=== Problem ===
Among the entries below, find each line holding "dark" and return it.

>>>>

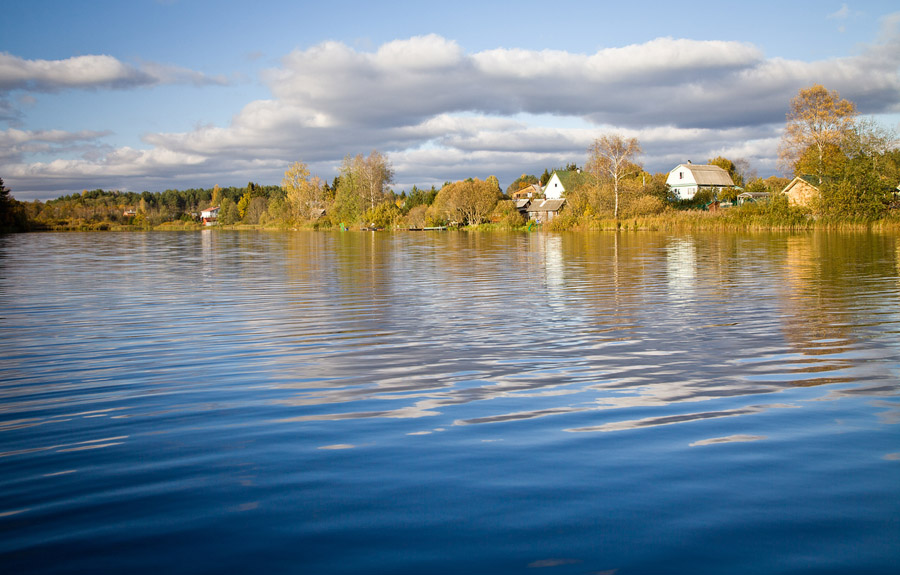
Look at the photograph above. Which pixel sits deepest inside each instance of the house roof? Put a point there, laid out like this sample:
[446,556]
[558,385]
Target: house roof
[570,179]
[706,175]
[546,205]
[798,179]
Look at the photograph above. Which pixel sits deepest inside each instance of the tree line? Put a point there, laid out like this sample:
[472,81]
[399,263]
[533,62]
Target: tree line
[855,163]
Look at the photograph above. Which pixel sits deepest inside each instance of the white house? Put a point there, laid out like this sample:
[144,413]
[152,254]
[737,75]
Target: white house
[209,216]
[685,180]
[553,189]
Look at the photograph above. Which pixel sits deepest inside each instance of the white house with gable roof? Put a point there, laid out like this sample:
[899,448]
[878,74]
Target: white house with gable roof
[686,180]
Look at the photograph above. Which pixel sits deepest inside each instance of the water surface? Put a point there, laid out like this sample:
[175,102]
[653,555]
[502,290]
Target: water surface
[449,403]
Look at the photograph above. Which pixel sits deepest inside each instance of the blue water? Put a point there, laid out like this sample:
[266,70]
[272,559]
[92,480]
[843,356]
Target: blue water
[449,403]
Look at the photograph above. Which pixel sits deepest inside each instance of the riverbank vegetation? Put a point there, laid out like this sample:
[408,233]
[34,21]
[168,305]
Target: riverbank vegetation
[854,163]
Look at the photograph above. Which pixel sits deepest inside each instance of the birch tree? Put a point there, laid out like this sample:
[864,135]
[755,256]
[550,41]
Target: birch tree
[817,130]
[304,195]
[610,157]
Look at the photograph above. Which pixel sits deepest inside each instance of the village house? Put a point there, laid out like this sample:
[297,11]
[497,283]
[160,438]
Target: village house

<<<<
>>>>

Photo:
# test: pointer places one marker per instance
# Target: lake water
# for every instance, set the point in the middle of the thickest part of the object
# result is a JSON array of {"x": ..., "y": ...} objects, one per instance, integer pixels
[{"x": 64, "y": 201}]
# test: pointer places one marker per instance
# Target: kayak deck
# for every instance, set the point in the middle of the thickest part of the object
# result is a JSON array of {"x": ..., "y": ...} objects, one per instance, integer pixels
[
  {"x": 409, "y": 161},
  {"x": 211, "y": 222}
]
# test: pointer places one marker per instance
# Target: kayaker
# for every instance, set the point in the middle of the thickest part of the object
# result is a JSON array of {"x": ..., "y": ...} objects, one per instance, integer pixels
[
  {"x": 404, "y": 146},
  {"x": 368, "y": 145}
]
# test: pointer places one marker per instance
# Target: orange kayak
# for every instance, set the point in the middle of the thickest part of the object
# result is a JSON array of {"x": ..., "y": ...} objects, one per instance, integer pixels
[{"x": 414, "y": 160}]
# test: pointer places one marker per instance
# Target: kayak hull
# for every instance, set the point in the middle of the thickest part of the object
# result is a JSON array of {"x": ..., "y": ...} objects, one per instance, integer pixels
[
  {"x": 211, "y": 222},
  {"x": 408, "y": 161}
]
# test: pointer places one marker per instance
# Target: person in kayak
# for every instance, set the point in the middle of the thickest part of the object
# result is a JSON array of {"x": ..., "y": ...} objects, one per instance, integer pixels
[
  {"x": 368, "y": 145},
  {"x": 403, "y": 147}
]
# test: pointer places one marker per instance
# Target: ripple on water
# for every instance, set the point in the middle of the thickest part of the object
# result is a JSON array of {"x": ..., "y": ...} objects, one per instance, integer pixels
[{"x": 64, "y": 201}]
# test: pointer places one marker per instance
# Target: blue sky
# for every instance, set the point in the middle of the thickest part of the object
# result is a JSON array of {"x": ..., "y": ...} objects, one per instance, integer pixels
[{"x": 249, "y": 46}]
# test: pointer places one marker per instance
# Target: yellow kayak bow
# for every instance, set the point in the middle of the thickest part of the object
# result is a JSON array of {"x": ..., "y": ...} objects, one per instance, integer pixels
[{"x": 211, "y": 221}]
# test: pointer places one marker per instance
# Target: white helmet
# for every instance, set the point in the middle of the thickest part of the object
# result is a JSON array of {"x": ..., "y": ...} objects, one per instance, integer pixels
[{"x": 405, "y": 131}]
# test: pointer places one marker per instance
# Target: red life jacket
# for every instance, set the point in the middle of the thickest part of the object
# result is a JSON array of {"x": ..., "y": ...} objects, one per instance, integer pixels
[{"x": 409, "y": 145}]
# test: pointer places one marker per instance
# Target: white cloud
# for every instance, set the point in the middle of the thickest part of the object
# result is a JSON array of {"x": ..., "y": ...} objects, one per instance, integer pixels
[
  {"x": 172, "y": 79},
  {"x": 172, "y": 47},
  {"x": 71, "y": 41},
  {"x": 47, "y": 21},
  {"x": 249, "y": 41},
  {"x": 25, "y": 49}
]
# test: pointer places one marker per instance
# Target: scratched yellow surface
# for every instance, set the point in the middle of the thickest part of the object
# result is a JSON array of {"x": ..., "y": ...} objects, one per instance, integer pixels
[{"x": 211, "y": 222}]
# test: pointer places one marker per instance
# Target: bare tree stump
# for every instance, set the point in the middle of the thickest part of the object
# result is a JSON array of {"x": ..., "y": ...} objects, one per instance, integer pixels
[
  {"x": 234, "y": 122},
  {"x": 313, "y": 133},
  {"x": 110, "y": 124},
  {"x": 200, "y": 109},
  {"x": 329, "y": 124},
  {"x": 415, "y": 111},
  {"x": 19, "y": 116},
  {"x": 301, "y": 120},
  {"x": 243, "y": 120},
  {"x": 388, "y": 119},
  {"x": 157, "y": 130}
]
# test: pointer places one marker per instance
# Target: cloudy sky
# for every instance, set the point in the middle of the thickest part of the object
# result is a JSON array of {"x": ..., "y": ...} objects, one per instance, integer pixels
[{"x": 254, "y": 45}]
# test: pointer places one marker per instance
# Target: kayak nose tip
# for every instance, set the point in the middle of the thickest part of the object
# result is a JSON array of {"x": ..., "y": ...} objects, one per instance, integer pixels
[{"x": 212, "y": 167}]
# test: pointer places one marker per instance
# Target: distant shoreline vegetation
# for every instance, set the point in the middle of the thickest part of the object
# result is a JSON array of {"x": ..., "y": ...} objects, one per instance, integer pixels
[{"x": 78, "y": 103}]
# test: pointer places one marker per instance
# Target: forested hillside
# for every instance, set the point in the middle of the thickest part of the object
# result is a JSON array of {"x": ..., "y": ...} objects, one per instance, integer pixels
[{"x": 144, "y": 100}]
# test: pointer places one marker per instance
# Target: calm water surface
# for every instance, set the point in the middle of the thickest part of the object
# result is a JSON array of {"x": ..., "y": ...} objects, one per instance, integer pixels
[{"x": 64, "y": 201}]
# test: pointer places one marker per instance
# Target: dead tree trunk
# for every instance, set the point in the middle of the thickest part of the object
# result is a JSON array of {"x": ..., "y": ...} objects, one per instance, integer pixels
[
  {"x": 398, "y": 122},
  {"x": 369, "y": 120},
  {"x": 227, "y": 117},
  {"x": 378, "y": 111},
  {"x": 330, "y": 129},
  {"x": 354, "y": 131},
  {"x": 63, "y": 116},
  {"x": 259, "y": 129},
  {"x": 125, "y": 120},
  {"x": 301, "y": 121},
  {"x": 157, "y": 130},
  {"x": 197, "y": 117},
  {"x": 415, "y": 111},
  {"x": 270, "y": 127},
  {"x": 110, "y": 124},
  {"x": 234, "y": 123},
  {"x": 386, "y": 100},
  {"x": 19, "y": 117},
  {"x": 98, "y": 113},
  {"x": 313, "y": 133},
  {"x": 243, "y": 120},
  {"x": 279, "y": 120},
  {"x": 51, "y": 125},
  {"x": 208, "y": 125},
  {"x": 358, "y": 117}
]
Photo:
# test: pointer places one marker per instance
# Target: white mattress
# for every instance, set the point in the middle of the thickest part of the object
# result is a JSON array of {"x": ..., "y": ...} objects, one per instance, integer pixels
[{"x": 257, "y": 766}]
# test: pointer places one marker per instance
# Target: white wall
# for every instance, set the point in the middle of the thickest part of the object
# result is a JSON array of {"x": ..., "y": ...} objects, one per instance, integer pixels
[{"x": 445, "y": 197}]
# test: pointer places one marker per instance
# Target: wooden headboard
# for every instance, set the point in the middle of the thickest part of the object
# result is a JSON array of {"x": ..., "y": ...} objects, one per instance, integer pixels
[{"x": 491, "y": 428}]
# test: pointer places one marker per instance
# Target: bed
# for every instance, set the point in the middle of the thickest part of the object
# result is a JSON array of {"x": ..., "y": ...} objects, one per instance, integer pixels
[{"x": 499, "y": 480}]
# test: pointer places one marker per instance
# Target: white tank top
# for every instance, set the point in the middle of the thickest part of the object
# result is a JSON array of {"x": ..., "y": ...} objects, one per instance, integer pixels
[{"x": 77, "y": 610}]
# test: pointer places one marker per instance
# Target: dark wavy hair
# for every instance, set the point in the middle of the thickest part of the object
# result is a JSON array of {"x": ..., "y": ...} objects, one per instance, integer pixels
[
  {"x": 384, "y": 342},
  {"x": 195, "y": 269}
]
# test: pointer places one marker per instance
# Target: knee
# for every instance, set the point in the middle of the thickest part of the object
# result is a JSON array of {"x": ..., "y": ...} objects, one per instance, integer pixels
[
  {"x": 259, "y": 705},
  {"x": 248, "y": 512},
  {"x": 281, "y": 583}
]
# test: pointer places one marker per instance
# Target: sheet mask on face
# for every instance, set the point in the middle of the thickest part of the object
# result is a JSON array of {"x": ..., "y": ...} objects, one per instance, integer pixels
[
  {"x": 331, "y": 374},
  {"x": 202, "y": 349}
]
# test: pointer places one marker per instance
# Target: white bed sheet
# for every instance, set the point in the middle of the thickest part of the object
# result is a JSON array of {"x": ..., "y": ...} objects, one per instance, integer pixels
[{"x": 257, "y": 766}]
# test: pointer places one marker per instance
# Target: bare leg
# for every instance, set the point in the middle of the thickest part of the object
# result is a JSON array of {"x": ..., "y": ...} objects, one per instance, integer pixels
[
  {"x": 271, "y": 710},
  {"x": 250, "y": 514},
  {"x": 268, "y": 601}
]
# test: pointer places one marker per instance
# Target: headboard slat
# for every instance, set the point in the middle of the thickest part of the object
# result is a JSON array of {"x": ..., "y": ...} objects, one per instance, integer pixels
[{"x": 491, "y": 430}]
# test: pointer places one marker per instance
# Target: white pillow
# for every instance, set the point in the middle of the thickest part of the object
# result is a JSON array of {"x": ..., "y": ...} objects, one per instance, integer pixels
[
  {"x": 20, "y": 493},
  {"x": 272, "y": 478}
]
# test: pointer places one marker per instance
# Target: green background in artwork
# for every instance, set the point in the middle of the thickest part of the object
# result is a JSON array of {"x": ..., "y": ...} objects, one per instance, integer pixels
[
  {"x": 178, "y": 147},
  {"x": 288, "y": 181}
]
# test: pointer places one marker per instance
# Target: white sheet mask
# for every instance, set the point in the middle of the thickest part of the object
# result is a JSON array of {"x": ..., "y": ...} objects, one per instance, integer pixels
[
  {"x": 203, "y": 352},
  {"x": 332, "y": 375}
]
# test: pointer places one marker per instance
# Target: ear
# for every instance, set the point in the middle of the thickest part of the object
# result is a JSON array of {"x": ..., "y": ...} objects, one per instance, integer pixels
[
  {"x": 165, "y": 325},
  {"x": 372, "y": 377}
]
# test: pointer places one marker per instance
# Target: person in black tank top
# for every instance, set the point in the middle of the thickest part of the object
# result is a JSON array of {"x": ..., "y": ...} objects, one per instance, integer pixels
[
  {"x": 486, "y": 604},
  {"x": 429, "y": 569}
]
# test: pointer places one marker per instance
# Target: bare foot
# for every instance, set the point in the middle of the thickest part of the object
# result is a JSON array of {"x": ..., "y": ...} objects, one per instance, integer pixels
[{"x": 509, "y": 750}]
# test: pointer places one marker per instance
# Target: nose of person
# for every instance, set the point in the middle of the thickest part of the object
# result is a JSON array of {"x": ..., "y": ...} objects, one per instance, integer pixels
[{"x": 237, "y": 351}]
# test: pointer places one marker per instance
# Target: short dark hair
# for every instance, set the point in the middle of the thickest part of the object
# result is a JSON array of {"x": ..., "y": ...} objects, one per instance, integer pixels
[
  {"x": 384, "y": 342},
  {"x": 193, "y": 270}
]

<<<<
>>>>

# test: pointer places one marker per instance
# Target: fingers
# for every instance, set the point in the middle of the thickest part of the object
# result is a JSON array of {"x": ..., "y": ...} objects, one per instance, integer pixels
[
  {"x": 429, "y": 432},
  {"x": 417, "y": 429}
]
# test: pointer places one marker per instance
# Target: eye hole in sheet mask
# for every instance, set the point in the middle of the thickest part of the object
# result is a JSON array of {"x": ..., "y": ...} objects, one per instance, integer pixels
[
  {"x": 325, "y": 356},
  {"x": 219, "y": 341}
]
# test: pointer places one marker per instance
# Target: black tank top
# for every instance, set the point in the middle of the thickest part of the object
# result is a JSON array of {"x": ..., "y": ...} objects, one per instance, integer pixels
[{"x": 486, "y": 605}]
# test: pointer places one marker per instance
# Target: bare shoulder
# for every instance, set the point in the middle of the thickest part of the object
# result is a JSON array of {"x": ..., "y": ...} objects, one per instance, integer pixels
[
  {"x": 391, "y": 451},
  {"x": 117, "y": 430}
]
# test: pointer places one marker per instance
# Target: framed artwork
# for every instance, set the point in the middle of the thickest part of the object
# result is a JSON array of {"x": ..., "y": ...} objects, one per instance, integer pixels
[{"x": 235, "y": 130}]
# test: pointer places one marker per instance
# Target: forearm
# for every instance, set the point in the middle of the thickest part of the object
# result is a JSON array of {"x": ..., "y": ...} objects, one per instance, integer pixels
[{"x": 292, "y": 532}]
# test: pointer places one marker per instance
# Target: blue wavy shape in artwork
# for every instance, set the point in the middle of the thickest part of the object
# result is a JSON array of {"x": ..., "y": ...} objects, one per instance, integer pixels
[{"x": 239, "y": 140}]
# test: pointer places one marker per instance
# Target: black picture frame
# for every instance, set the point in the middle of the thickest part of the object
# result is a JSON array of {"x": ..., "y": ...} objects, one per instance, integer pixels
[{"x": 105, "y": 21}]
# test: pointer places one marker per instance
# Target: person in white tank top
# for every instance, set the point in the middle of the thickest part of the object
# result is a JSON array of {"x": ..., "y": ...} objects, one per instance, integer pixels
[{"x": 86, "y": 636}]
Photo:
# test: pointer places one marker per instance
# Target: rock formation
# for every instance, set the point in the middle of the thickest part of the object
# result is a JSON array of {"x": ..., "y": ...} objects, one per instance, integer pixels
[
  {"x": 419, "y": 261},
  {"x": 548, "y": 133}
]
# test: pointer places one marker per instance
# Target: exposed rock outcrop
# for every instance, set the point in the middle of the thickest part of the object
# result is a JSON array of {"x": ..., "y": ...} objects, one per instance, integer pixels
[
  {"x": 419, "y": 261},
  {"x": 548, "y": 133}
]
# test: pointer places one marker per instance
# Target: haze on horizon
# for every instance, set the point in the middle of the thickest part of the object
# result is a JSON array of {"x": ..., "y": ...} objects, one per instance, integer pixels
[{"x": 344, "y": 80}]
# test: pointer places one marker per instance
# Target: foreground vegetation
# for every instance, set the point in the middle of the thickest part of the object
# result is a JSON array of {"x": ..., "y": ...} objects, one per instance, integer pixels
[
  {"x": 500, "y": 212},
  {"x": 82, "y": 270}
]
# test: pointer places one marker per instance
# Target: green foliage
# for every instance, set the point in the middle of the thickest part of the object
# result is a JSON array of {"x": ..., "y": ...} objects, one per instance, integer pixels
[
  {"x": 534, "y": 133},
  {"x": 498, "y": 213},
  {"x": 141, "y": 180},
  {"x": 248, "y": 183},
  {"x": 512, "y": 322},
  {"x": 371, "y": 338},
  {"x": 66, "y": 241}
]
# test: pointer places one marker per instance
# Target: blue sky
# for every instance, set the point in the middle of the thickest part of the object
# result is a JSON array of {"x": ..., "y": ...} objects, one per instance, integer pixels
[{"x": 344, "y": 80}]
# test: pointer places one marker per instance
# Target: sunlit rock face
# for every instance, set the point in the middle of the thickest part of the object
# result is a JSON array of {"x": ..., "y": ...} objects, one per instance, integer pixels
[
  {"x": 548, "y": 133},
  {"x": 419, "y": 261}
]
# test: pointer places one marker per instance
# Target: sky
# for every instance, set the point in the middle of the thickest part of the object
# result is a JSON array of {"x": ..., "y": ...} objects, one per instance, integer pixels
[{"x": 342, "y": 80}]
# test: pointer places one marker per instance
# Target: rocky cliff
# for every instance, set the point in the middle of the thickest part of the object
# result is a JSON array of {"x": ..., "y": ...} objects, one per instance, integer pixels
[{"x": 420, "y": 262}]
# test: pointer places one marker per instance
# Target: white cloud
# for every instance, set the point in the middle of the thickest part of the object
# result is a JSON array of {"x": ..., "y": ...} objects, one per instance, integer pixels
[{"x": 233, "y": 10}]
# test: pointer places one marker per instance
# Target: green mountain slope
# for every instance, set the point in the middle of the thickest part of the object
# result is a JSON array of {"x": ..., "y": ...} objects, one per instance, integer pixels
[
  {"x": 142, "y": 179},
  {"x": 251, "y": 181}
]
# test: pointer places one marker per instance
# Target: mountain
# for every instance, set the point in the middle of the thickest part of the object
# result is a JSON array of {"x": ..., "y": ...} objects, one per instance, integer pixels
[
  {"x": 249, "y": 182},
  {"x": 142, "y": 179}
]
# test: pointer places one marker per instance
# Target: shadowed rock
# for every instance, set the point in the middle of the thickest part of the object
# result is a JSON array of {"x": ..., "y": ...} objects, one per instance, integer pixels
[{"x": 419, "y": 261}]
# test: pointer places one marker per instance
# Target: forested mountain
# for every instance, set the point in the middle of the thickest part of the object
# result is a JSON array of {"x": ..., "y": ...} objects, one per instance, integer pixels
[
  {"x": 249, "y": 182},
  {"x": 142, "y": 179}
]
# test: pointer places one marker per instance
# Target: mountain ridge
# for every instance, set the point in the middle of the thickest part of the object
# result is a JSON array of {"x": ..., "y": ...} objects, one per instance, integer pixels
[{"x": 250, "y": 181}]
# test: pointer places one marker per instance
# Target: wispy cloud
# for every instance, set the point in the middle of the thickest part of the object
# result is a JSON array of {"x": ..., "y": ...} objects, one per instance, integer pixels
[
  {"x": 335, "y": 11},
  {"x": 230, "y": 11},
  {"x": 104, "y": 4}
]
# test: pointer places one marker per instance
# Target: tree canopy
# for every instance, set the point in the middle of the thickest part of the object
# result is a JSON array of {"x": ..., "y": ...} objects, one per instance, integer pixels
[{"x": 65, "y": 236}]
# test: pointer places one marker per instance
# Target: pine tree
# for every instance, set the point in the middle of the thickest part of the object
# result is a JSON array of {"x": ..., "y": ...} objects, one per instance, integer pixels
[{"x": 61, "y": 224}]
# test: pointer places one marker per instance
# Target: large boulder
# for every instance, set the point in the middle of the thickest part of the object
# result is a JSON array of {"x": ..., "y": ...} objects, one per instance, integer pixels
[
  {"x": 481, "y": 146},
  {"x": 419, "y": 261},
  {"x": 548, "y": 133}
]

<<<<

=== Task answer ===
# Target: dark wavy hair
# Target: short dark hair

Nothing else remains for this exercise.